- _TASK 1_
Write out, unchanged, the lines of the listing starting at the line that has "row: <item>neighboring house</item>" and ending after the line that has "Each instance of the <item>neighboring".

*** PROVIDED PASSAGE

Bug #17939 Wrong table format when using UTF8 strings
Submitted: 5 Mar 2006 14:57 Modified: 14 Sep 2006 3:48
Reporter: Christian Hammers (Silver Quality Contributor) (OCA) Email Updates:
Status: Closed Impact on me:
None 
Category:MySQL Server: Charsets Severity:S3 (Non-critical)
Version:5.0 OS:Linux (Debian GNU/Linux Sid)
Assigned to: Alexander Barkov CPU Architecture:Any

[5 Mar 2006 14:57] Christian Hammers
Description:
As reported in http://bugs.debian.org/355302 by Daniel van Eeden <daniel_e@dds.nl>:
------------------------

> > mysql> SELECT 'John Doe' as '__tañgè Ñãmé';
> > +-------------------+
> > | __tañgè Ñãmé |
> > +-------------------+
> > | John Doe          |
> > +-------------------+
> > 1 row in set (0.00 sec)

The column name is wrongly formatted. Most probably because in Unicode UTF-8 the site is not
equal to the number of bytes the string.

Further info from Daniel:

# grep character-set-server /etc/mysql/my.cnf
character-set-server    = utf8
# logout
$ grep default-character-set .my.cnf
default-character-set=utf8
$ echo ${LC_ALL}
en_US.utf8
$ locale -a | grep "en_US.utf8"

******
*** GIVEN DATA

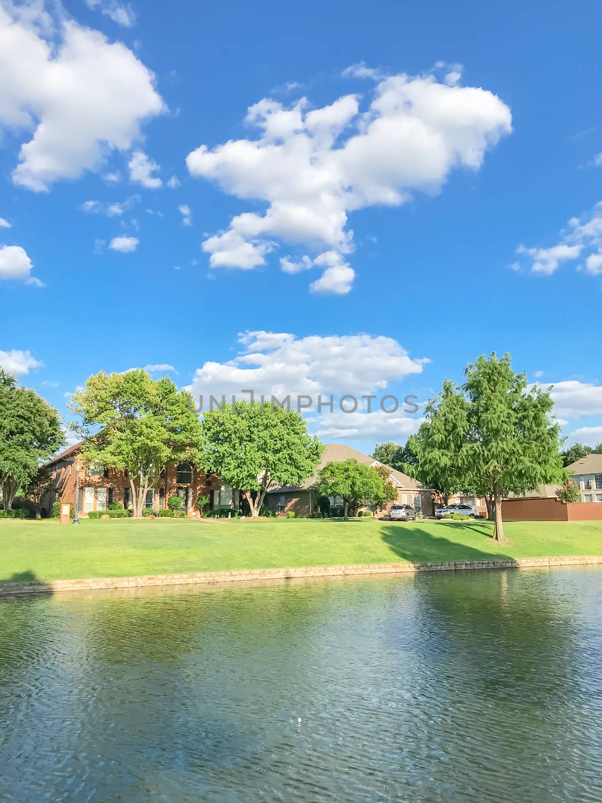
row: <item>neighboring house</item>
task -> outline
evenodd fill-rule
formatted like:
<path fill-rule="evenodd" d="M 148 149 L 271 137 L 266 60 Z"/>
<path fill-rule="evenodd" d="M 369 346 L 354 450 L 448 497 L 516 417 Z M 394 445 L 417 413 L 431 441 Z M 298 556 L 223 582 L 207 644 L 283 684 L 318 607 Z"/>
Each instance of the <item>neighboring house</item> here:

******
*** GIVEN DATA

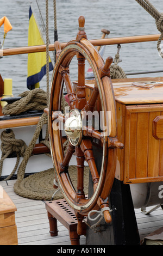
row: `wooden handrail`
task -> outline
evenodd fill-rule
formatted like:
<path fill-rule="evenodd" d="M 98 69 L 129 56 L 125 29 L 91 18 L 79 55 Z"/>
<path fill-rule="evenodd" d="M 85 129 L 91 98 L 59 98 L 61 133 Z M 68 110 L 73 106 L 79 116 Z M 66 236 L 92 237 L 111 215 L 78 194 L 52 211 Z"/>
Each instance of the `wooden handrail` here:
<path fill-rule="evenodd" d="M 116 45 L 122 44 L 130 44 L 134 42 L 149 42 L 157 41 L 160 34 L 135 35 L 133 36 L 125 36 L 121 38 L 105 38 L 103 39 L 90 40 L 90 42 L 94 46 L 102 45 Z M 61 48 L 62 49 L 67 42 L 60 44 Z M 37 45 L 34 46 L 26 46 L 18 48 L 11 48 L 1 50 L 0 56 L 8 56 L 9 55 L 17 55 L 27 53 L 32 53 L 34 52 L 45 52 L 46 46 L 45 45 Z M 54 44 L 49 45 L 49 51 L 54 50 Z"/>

******
*** GIVEN DATA

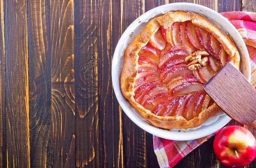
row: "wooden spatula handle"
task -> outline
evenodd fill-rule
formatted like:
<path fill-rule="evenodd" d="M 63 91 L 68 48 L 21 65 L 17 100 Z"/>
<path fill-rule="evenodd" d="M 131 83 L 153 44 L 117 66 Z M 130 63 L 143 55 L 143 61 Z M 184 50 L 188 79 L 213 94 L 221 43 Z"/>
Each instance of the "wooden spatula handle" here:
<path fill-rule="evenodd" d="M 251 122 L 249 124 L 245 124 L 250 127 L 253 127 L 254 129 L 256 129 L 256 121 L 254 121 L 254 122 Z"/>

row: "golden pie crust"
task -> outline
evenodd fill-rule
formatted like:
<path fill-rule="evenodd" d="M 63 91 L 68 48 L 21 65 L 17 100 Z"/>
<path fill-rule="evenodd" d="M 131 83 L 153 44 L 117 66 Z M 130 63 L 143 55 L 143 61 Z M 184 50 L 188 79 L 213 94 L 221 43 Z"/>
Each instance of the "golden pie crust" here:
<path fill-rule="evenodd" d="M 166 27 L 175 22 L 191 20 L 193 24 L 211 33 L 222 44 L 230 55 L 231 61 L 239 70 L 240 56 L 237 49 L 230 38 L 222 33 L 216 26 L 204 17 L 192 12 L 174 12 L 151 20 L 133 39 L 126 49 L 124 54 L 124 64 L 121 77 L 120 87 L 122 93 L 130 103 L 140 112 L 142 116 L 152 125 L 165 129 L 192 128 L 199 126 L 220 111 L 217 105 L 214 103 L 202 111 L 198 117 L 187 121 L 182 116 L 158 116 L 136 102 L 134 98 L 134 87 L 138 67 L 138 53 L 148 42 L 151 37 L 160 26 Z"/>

******

- _TASK 2_
Resume the bug report on misaligned UTF-8 column headers in MySQL from the point where the text stops.

- _WRITTEN REPLY 1_
row: <item>neighboring house</item>
task -> outline
evenodd fill-rule
formatted like:
<path fill-rule="evenodd" d="M 148 149 L 271 137 L 266 60 Z"/>
<path fill-rule="evenodd" d="M 369 346 L 354 450 L 448 497 L 516 417 Z M 394 445 L 417 413 L 431 441 Z M 298 556 L 223 582 L 207 644 L 283 684 L 318 607 Z"/>
Each instance of the <item>neighboring house</item> here:

- _WRITTEN REPLY 2_
en_US.utf8
$ mysql
Welcome to the MySQL monitor.  Commands end with ; or \g.
Your MySQL connection id is 9 to server version: 5.0.18-Debian_8-log

Type 'help;' or '\h' for help. Type '\c' to clear the buffer.

mysql> SHOW VARIABLES like 'character_set_%';
+--------------------------+----------------------------+
| Variable_name            | Value                      |
+--------------------------+----------------------------+
| character_set_client     | utf8                       |
| character_set_connection | utf8                       |
| character_set_database   | utf8                       |
| character_set_results    | utf8                       |
| character_set_server     | utf8                       |
| character_set_system     | utf8                       |
| character_sets_dir       | /usr/share/mysql/charsets/ |
+--------------------------+----------------------------+
7 rows in set (0.01 sec)

How to repeat:
see above

Suggested fix:
In case we did not overlook any config option and this is really a bug maybe use wcwidth() etc instead of strlen().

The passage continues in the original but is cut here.